When someone asks, it can be hard to say no.

Such was the case for me not long ago. An organization that is doing important work, as in really important work, asked if I would consider bringing my experience and expertise to their efforts. Because I hold them in high esteem, respect their work, and consider their mission critical, I was honored to even be asked. It was a request not to be taken lightly, which I didn’t. I took time to consider it and did my research.

There was a part of me that was ready to say yes. Another part still wasn’t sure. Until my good friend and colleague asked me the clarifying question I needed.

What won’t you have the time or energy for if you commit to this?”

As important and crucial as this work was, it wasn’t mine to do.

Saying yes to one thing means having to say no somewhere else. Putting energy here means less energy there. Committing the time to this endeavor leaves less time for that one.

Before jumping in to almost anything, it is good to count the cost.

Too Good Not To Share

re-spon-si-ble

having an obligation to do something, or care for someone, as part of one's job or role


Especially during COVID, staying connected matters more than ever. Thanks to technology we can still meet, gather, collaborate, celebrate, learn, remember, worship, and share a meal or bottle of wine together. We can work with a therapist, doctor, coach, personal trainer, or spiritual director, all from the comfort of our home office, closet, car, or tree fort.

As good as all that connecting is, sometimes it’s just too much.

Data for review.
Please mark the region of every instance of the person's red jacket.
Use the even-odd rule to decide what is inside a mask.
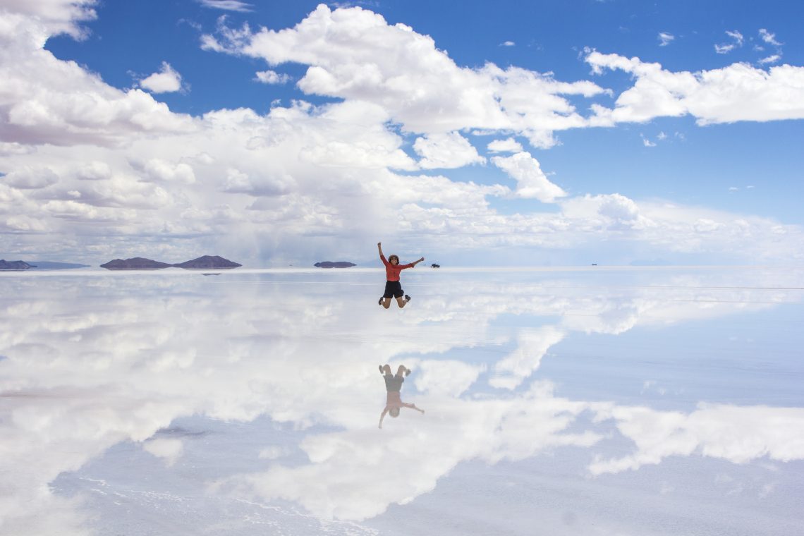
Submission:
[[[413,268],[412,264],[396,264],[394,266],[386,260],[384,255],[379,256],[379,260],[383,261],[385,264],[385,276],[389,281],[398,281],[400,280],[400,272],[405,269],[406,268]]]

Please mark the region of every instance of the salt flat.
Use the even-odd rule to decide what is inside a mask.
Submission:
[[[0,274],[0,534],[800,534],[802,269],[383,275]]]

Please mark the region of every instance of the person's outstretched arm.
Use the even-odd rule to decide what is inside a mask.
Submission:
[[[408,403],[402,403],[402,407],[409,407],[412,410],[416,410],[416,411],[420,411],[422,413],[425,412],[425,410],[421,409],[420,407],[416,407],[416,404],[408,404]]]
[[[385,409],[383,410],[382,414],[379,415],[379,426],[378,428],[383,428],[383,419],[385,419],[385,414],[388,412],[388,407],[386,406]]]
[[[377,243],[377,251],[379,252],[379,260],[383,261],[384,264],[387,265],[388,264],[388,261],[385,260],[385,256],[383,255],[383,243],[382,242],[378,242]]]

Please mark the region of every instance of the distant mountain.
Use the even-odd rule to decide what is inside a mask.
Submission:
[[[345,260],[336,260],[334,262],[331,260],[324,260],[320,263],[316,263],[313,264],[316,268],[351,268],[352,266],[357,266],[355,263],[347,262]]]
[[[100,268],[105,268],[107,270],[160,270],[173,267],[182,268],[187,270],[225,270],[237,268],[238,266],[243,265],[233,263],[228,259],[219,257],[218,256],[211,256],[205,255],[203,257],[178,264],[168,264],[167,263],[161,263],[158,260],[151,260],[150,259],[143,259],[142,257],[134,257],[133,259],[126,259],[125,260],[115,259],[105,264],[101,264]]]
[[[105,264],[101,264],[100,268],[107,270],[160,270],[164,268],[170,268],[173,264],[160,263],[158,260],[143,259],[142,257],[134,257],[133,259],[115,259]]]
[[[76,268],[89,268],[89,264],[76,264],[75,263],[52,263],[49,260],[34,260],[34,268],[41,270],[68,270]]]
[[[214,256],[205,255],[203,257],[193,259],[192,260],[187,260],[187,262],[183,262],[179,264],[173,264],[173,266],[175,266],[176,268],[183,268],[186,270],[209,270],[211,268],[215,270],[228,270],[233,268],[238,268],[239,266],[243,266],[243,264],[233,263],[228,259],[219,257],[217,255]]]
[[[0,270],[27,270],[36,268],[24,260],[4,260],[0,259]]]

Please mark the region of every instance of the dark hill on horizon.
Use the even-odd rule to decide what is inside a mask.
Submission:
[[[24,260],[6,260],[0,259],[0,270],[27,270],[36,268],[33,264],[29,264]]]
[[[162,268],[171,266],[173,264],[161,263],[158,260],[151,260],[150,259],[144,259],[143,257],[133,257],[131,259],[125,259],[125,260],[123,259],[115,259],[105,264],[101,264],[100,268],[105,268],[107,270],[161,270]]]
[[[316,263],[313,264],[316,268],[351,268],[352,266],[357,266],[355,263],[347,262],[346,260],[336,260],[334,262],[331,260],[324,260],[320,263]]]
[[[167,263],[144,259],[142,257],[133,257],[132,259],[115,259],[105,264],[100,264],[100,268],[107,270],[161,270],[166,268],[180,268],[185,270],[228,270],[235,268],[242,264],[232,262],[224,257],[210,255],[204,255],[198,259],[187,260],[183,263],[169,264]]]
[[[208,270],[215,268],[216,270],[228,270],[233,268],[243,266],[238,263],[232,262],[228,259],[215,256],[205,255],[198,259],[187,260],[178,264],[173,264],[176,268],[183,268],[185,270]]]

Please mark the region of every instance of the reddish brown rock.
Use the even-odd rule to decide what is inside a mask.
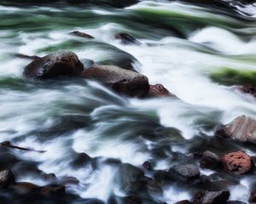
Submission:
[[[218,130],[217,134],[232,137],[241,142],[256,142],[256,120],[241,116]]]
[[[175,96],[172,94],[162,84],[157,83],[150,85],[148,97],[160,97],[160,96]]]
[[[252,169],[251,157],[243,151],[231,152],[224,155],[221,162],[225,171],[236,174],[243,174]]]

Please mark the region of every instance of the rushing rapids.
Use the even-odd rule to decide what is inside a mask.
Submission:
[[[0,1],[0,203],[256,201],[256,3]]]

Work task 1. Print the passage on saying no from "When someone asks, it" to "question I needed.".
Work task 2.
Answer these questions on the passage on saying no.
(a) What did the organization ask the writer to bring to its efforts?
(b) Saying yes to one thing means having to do what somewhere else?
(c) From which places does the passage say a person can work with a therapist?
Work task 3. Pick up the passage on saying no after its last sentence and carry it forward.

Exercise answer 1.
When someone asks, it can be hard to say no.

Such was the case for me not long ago. An organization that is doing important work, as in really important work, asked if I would consider bringing my experience and expertise to their efforts. Because I hold them in high esteem, respect their work, and consider their mission critical, I was honored to even be asked. It was a request not to be taken lightly, which I didn’t. I took time to consider it and did my research.

There was a part of me that was ready to say yes. Another part still wasn’t sure. Until my good friend and colleague asked me the clarifying question I needed.

Exercise answer 2.
(a) The writer's experience and expertise.
(b) Say no.
(c) From the comfort of their home office, closet, car, or tree fort.

Exercise answer 3.
Our devices ring and ding and vibrate, alerting us that someone somewhere is reaching our way, and we, or at least I, feel responsible to answer right there and then. It’s as if not picking up the phone, responding to the text, joining the video call, or answering the email immediately communicates that I don’t care. That that person isn’t a priority, and as someone who values connection and relationships above all else, I never want to convey that. Ever. And yet I have this fear that I do.

This was the quandary I brought to a monthly video conversation with my spiritual director. One of his many gifts is his practice of parsing words. He will take a word apart, maybe switch a letter of two, all in the service of looking at it in a new and more helpful way. In this case, rather than feel responsible to answer the phone or respond to the text, decide if, in that moment, I am response-able to do so.

Do I have the emotional capacity, at the time, to respond with the best of myself? Is my tank, at the time, empty, full, or somewhere in between? Do I have what it takes, at the time, to be fully present? In that moment, am I responsible or response-able to answer? It isn’t about not responding. It’s about responding well.

Some things are simply too good not to share.